WHAT TO WORK ON >> Extract every line of the material below and reproduce it faithfully.

EXCERPTED RECORDS >>
──────────

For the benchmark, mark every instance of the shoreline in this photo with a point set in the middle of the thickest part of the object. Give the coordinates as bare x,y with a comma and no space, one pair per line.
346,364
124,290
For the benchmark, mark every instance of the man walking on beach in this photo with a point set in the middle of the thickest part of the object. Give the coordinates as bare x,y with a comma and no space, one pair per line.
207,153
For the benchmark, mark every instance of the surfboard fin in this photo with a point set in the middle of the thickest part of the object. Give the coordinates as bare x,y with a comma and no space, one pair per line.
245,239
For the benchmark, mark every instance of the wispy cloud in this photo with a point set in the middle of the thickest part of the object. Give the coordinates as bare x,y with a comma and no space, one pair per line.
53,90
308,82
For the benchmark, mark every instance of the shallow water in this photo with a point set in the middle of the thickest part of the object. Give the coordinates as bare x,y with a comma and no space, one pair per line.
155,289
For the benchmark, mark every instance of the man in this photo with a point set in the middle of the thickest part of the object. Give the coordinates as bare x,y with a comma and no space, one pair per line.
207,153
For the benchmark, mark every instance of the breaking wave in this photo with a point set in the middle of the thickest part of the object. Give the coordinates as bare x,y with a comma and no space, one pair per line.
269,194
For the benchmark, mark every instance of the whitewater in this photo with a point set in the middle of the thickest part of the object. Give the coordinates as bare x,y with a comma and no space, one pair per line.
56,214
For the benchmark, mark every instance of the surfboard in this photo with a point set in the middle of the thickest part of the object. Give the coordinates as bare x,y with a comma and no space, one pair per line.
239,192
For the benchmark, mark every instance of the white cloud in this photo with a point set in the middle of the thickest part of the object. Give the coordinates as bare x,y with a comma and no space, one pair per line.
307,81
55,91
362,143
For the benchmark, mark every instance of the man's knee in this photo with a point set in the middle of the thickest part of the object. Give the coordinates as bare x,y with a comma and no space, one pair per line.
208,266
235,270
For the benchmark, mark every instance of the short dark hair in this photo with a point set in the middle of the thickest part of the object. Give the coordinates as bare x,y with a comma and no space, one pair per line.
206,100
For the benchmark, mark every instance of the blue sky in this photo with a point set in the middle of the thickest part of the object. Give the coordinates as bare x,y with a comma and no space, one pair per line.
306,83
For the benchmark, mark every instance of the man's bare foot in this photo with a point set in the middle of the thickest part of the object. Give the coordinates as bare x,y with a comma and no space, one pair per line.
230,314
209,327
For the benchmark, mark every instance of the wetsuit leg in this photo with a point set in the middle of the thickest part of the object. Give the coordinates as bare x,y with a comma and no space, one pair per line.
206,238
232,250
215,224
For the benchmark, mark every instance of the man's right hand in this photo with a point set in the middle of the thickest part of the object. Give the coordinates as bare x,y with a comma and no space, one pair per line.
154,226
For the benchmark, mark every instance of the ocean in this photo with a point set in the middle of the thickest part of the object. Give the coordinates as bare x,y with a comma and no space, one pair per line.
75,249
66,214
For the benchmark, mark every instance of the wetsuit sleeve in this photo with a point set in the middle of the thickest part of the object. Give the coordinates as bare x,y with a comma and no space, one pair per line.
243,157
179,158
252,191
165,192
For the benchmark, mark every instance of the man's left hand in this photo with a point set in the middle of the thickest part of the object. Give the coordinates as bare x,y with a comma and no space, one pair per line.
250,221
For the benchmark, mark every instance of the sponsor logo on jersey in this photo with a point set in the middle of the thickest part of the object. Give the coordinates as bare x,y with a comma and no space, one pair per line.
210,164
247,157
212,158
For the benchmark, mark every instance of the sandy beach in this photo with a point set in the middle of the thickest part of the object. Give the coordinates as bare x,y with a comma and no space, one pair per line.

──────────

SOLUTION FOR THIS EXERCISE >>
For the benchmark, mark every instance of the shoreline in this photo with a point set in the middle of the thickest part of the object. Give the coordinates as bare x,y with a comma and no space, one pair per line.
346,364
124,290
For the benchmark, mark every instance of the man walking on beach in this photo with a point set in the middle of the thickest part of the object. Give the coordinates as bare x,y with a comma and no space, one pair per line.
207,153
For the benchmark, mark every instance of the surfboard fin in this photo with a point set in the middle of the thickest part of the object. Give the coordinates as bare x,y with a comma and no space, one pair per line.
245,239
For the benchmark, mark every instance of the wispy cloud in this photo with a point set in the middle of the thickest part of the object. Give the coordinates as bare x,y with a comma and no space, one pair per line.
53,90
308,82
For the benchmark, mark every instance of the shallow water in this photo with a point set in the middle of the thickest part of the object. Give the coordinates as bare x,y with a comma and no space, one pair per line.
155,289
For the benchmark, mark every instance of the man in this photo with a point set in the middle of the thickest part of the object. Give the coordinates as bare x,y with a comma and no space, one pair per line.
207,153
For the benchmark, mark every instance of the breaking wave in this photo with a point set in the middle of the thickest part of the object. Give the coordinates as bare x,y with a comma and no space, one pair per line.
269,194
For the benchmark, mark every instance of the whitewater in this photo with a point set in the middle of the thickest part of the object. Give the coordinates as bare x,y with a comma and no space, one pair per line.
56,214
For the benchmark, mark every instance of the surfboard in this photo with a point set in the middle of the thickest part of the object. Give the coordinates as bare x,y with a comma and no space, one pair per line.
239,192
For the benchmark, mark every instance of the white cloud in this photo with a point set in the middle of the thickest part of the object. Give the coordinates as bare x,y with a comma and no space, one pair per line.
307,81
55,91
362,143
For the benchmark, mark every instance of the man's knee in this photo with a point set in the middle of the thickest part of the object. Give the coordinates as bare x,y with a comma and no space, one pair per line.
208,266
235,270
For the benchmark, mark every instance of the short dark hair in this photo with a point set in the middle of the thickest part of the object. Give the coordinates as bare x,y with a comma and no space, one pair per line.
206,100
For the benchmark, mark every instance of the blue sky in this photo with a point set in the middle of the thickest part of the object. Give the coordinates as bare x,y with a comma and no space, one pair per line.
306,83
For the benchmark, mark every instance of the man's bare foot in this photo with a point set in the middle of the thickest part of the object. Give the coordinates as bare x,y with a comma and no space, one pair per line.
230,314
209,327
For the benchmark, mark every instance of the wetsuit leg in this photo with a point set in the middle of the thickest part of the object. Give the coordinates as bare x,y with a comma and no space, one pair per line.
206,238
232,250
215,224
For the benchmark, mark every instance of the man's right hand in this photo with a point set in the middle of the thickest part of the object. Give the coordinates as bare x,y with a comma and no space, one pair per line.
154,226
For the benchmark, mark every instance of the ocean in this photo with a point set in the middle of the thickest part of the object. Give the coordinates as bare x,y with a comma and no space, one pair per line.
75,249
66,214
For the benchmark, mark every instance of the wetsuit sleeve in this photo with a point set in the middle of the thickest part of the object. Give the coordinates as bare x,y with a comma and no space, one pair per line.
243,157
179,158
252,191
165,192
For the benchmark, mark every instance of the man's left hand in this photo with a point set in the middle of the thickest part of the object. Give the coordinates as bare x,y with a comma and no space, one pair per line.
250,221
For the benchmark, mark every instance of the sponsor logo on jersey in this photo with a point set in the middle of the thickest part of the object. Give the coordinates as bare x,y with a comma and no space, one pair per line.
210,164
247,157
212,158
For the benchmark, mark every instance of the sandy beach in this photo with a point set in the middle of the thickest part of the object. Give the coordinates as bare x,y with a comma and no space, one pair per line.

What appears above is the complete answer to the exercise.